» Instructions:
(1) Using the forum thread on whether 0.999... equals 1, say whether each statement agrees with it: (a) the algebraic argument multiplies both sides by 100; (b) between any two different numbers in the reals there is an infinity of other numbers; (c) the transitivity of equality fails in the reals. Answer each with yes or no and quote the deciding words.
(2) Output the part of the forum thread that opens with the words containing "what the fuck" and closes with "of 'non-standard' analysis...".

» Document segment:
First of all, just a quick note: the transitivity of equality (A = B  and B = C -> A = C) DOES hold in the reals, but it does NOT in many other sets.

>>138
No, that's the WHOLE difference between the rationals and the reals. In the reals, "be infinitely close" is the same as "be the same". That follows from the completeness of the uniform structure.

>>135
Explain me exactly HOW do you intend to equate 0.999... to 0.999...8. in crude terms, you can't really put something "after an infinity of 9's". However, I'm willing to give you the chance: how do you prove that 0.999... = 0.999...8 ?

Really guys, I'm make it a little clearer now: in the reals, there is NO SUCH thing as the "last number before a number". Between any two different numbers, there is an infinity of other numbers. Think a little about the following related question:

Which is the smallest number greater than 0?

Remember that 0 = 0.000... Is any of the guys talking about "0.999...8" willing to say that the smallest number greater than 0.000... is 0.000...1?

what the fuck are you talking about? equality is transitive by definition

>>140
Remember that 0 = 0.000... Is any of the guys talking about "0.999...8" willing to say that the smallest number greater than 0.000... is 0.000...1?

Well, I guess I would. Although I might argue that 0.000...1 isn't even an actual number, and is more of a concept, if even that.

>>142
Why, you could call that concept the 'infinitesimal'. Ingenious!

Perhaps, if you added these to the real line, you could formulate a sort of 'non-standard' analysis...

0.999~<1

0.999~>1

>>143
Just because you can name a concept doesn't mean it can actually be concieved

>>146

Hay guys
This guestion has no answer. It is both = 1 and < 1, depending on what you are trying to do with it

God damn it, you stupid fucks are all god damn retarded.  You know what?  Shut the god damn fuck up about infinitesimals, the number line, and analysis, even though those are all valid ways of figuring out that 0.999~ = 1.  Shut the fuck up, just for a second, and read this.  Read it slowly.

Let:
x = 0.999~
Multiply both sides by 10.
10x = 9.999~
Subtract 0.999~ (which is equal to x) from both sides.
9x = 9
Divide both sides by 9.
x = 1
We began by stating that x = 0.999~, therefore
0.999~ = 1

There.  Motherfucking algebra.  No analysis, no calculus.  Just motherfucking algebra.  Go home and cut yourself.

Entries from a pointing dataset:
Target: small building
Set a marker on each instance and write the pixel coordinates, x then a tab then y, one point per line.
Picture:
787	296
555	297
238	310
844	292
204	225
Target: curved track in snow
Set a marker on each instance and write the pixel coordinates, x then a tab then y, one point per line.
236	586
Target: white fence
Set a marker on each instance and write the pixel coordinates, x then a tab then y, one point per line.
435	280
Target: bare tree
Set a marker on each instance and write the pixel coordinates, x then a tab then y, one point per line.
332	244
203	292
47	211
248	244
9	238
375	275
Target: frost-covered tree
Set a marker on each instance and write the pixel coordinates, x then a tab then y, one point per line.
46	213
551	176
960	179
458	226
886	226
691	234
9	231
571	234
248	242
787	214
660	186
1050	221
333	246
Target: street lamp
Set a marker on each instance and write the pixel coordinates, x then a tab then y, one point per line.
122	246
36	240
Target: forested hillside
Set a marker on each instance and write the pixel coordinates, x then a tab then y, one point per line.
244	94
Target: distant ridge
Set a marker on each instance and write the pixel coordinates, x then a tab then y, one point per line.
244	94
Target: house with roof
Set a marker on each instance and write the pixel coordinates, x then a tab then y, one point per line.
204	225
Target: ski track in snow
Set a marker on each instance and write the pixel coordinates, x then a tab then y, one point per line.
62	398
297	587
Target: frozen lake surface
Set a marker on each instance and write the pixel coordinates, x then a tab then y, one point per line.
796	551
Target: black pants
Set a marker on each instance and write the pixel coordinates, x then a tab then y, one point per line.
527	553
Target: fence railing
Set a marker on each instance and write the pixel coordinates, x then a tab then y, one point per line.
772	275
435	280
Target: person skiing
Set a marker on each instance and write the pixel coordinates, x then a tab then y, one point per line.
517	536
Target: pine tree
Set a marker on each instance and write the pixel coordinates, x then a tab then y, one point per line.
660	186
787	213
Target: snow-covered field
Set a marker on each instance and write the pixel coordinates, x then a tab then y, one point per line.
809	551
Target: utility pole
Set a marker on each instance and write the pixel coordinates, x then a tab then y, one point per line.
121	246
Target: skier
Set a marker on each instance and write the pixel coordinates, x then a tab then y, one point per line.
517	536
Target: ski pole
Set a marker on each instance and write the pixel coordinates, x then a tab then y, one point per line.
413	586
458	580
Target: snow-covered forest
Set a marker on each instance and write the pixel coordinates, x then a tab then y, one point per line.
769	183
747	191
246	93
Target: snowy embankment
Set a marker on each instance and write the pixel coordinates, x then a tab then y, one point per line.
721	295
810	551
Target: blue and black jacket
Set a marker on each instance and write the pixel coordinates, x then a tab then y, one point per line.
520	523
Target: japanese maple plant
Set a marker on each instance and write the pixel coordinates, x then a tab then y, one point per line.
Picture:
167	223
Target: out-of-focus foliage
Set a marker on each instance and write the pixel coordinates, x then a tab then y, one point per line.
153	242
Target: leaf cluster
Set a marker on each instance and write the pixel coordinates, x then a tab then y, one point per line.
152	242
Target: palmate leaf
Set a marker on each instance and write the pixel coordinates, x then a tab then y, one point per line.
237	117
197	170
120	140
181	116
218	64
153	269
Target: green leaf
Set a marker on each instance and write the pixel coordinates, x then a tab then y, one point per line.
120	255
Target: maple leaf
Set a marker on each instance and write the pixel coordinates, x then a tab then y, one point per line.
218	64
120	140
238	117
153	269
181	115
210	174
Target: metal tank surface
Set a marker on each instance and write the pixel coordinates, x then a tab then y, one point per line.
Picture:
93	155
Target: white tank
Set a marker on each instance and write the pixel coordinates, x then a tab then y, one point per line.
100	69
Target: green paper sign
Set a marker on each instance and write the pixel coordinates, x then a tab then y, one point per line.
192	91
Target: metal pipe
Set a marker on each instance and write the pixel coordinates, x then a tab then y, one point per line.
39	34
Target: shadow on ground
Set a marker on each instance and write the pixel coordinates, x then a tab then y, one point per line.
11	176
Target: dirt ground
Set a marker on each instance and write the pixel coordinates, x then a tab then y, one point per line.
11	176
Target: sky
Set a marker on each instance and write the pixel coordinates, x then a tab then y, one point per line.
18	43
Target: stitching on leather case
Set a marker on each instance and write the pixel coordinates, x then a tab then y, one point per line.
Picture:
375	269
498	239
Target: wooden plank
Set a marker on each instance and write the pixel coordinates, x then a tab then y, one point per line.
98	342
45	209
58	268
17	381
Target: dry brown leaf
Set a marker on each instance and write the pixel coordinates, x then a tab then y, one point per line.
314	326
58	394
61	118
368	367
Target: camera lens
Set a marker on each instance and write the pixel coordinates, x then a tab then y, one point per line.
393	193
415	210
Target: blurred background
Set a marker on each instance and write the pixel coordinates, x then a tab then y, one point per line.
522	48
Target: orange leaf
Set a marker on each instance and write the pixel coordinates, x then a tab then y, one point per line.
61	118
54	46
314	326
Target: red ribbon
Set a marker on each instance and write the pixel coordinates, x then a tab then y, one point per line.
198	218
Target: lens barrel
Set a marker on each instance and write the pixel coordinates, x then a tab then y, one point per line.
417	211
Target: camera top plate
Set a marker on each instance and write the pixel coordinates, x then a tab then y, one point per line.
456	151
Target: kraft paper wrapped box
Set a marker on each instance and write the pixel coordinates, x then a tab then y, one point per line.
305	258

» Results in order:
(1)
(a) No: "Multiply both sides by 10."
(b) Yes: "Between any two different numbers, there is an infinity of other numbers."
(c) No: "DOES hold in the reals"

(2)
what the fuck are you talking about? equality is transitive by definition

>>140
Remember that 0 = 0.000... Is any of the guys talking about "0.999...8" willing to say that the smallest number greater than 0.000... is 0.000...1?

Well, I guess I would. Although I might argue that 0.000...1 isn't even an actual number, and is more of a concept, if even that.

>>142
Why, you could call that concept the 'infinitesimal'. Ingenious!

Perhaps, if you added these to the real line, you could formulate a sort of 'non-standard' analysis...